Tristes Tropiques
- Cover of the first edition
- Author: Claude Lévi-Strauss
- Translator: John Russell
- Language: French
- Series: Collection Terre humaine
- Subject: Anthropology
- Published: 1955 (Librairie Plon, in French); 1961 (Hutchinson & Co, in English);
- Publication place: France, Brazil
- Media type: Print
- Pages: 404 (1961 English edition) 425 (1975 Atheneum edition)
- ISBN: 2-266-11982-6

= Tristes Tropiques =

1955 memoir by Claude Lévi-Strauss

Tristes Tropiques (the French title translates literally as "Sad Tropics") is a memoir, first published in France in 1955, by the anthropologist and structuralist Claude Lévi-Strauss. It documents his travels and anthropological work, focusing principally on Brazil, though it refers to many other places, such as the Caribbean and India. Although ostensibly a travelogue, the work is infused with philosophical reflections and ideas linking many academic disciplines, such as sociology, geology, music, history and literature. The book was first translated into English by John Russell as A World on the Wane.

== Contents ==
The book consists of 36 chapters, organised into nine sections.

Parts 1 to 3 detail Lévi-Strauss' reflections on leaving Europe and visiting the New World and the Tropics, comparing his first impressions with subsequent visits, relating aspects of his academic training as well as his work as a professor during the founding years of University of São Paulo.

Part 4 'The Earth and its Inhabitants' sets out a geographical analysis of the development of South American settlements, as well as an aside into social structure in India and what is now Pakistan and Bangladesh.

Parts 5 through 8 each focus on a Native Brazilian culture group: Caduveo (or Guaycuru), Bororó, Nambikwara and Tupi-Kawahib respectively, while touching on many other topics.

Part 9 'The Return' closes the book with reflections on, among other themes, the nature and purpose of anthropology, the effects of travel on the mind, the roles of Buddhism and Islam in global culture, humankind's place in the universe and our connections to the world and to one another.

== Style ==
The opening sentence, 'I hate traveling and explorers', is notable for its irony. In general, the narrative is highly reflexive, often critiquing itself or the author's and reader's assumed pretensions, such as a thirst for the 'exotic'.
━━━━━━━━━━━━━━━━━━━━
- About this task -
Carry the article on Tristes Tropiques forward from its final sentence. The dataset entries that come next have nothing to do with this.

- Dataset entries -
━━━━━━━━━━━━━━━━━━━━
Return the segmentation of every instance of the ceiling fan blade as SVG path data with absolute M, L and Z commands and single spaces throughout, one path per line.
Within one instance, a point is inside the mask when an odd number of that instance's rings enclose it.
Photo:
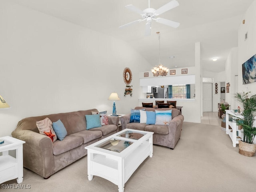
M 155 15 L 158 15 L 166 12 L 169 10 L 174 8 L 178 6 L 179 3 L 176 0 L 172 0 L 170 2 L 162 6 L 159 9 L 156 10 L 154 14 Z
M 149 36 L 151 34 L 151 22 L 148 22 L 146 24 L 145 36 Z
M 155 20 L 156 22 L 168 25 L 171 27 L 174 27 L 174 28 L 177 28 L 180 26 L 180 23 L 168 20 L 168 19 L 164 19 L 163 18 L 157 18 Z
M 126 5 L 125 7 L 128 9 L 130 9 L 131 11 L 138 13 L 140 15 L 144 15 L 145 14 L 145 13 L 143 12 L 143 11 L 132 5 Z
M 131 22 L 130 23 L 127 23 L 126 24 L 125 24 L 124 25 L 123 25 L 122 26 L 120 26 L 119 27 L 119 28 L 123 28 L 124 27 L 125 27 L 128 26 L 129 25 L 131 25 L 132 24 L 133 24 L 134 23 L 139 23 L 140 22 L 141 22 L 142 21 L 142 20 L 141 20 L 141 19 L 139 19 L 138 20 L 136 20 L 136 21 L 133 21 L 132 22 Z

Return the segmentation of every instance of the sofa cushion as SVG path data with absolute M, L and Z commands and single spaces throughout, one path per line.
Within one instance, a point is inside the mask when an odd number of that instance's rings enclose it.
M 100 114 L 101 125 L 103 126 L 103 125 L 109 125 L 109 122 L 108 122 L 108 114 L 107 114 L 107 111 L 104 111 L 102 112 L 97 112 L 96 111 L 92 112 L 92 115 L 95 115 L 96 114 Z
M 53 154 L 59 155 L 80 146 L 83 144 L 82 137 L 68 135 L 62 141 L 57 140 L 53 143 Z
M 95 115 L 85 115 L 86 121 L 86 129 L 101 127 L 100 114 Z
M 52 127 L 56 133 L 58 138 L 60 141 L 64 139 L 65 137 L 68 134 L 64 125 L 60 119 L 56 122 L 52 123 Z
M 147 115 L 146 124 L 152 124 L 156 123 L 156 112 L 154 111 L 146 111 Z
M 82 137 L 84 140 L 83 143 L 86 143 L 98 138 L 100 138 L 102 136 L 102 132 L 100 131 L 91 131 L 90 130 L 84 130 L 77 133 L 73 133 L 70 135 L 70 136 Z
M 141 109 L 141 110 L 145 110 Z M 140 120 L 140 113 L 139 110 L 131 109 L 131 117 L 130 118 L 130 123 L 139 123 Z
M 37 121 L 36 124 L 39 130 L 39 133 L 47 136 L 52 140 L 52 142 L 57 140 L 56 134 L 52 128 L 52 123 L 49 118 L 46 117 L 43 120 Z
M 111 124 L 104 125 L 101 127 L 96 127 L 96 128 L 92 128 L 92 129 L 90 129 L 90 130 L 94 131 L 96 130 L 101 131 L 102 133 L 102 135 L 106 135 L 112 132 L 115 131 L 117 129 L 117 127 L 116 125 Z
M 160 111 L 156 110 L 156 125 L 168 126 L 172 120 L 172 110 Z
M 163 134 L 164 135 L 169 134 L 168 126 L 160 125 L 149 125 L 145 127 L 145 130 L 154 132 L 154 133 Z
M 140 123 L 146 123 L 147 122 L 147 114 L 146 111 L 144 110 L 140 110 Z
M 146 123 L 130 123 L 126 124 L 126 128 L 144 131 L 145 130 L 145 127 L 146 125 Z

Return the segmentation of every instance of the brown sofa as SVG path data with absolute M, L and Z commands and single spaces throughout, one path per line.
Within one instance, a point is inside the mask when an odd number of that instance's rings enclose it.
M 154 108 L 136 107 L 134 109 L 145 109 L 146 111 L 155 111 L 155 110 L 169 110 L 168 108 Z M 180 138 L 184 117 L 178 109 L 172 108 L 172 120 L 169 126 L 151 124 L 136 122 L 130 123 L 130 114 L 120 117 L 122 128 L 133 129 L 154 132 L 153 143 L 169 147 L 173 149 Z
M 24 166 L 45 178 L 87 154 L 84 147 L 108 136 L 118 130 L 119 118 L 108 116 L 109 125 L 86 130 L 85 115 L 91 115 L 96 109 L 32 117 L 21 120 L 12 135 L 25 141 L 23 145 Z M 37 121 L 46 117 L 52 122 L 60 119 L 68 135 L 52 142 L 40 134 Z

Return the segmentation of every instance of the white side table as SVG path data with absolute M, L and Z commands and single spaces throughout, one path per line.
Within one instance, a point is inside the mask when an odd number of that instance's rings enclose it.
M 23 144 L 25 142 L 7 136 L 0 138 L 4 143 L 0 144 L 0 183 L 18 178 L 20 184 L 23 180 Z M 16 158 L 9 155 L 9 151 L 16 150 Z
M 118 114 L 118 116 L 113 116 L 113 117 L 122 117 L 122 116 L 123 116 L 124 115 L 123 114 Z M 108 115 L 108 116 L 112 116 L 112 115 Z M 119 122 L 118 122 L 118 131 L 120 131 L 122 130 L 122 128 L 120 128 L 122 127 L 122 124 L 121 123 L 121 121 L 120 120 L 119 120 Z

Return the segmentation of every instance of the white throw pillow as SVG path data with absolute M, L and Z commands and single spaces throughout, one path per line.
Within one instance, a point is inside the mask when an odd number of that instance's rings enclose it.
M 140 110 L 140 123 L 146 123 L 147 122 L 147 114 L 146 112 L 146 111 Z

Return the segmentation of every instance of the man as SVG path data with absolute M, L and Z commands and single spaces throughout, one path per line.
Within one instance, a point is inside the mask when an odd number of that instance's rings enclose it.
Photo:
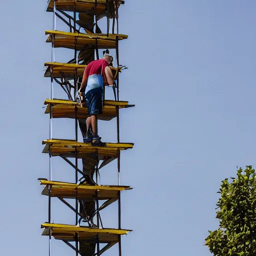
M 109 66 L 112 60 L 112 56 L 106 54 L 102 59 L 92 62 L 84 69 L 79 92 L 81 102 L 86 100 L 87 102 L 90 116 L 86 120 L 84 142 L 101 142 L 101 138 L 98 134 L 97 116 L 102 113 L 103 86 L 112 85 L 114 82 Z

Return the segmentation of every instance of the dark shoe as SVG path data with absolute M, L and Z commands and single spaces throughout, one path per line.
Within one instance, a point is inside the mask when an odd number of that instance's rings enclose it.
━━━━━━━━━━━━━━━━━━━━
- Response area -
Though the writing style is fluid, almost conversational at times, the structure of the text is extremely complex, linking together numerous places, times and ideas. For example, Part One: 'An End to Journeying' connects Lévi-Strauss' first trip to Brazil in 1935 with his escape from France to New York City in 1941 and his later visits to South America, in a stylistic imitation of memory.

Lévi-Strauss frequently makes connections between ostensibly diverse entities or ideas to underline a point. For example, in Chapter 14, he compares the ancient cities of the Indus valley with those of the US in the mid-20th century, implying that Mohenjo-Daro and Harappa could be imagined as foreshadowing contemporary Chicago or São Paulo 'after a prolonged period of involution in the European chrysalis'.

The work maintains an elegiac and poetic tone, lamenting a 'lost' New World but is tempered by a strong ambivalence, perhaps a product of the paradoxical idealized status of the anthropologist as a 'detached observer' who nevertheless remains engaged as a human participant.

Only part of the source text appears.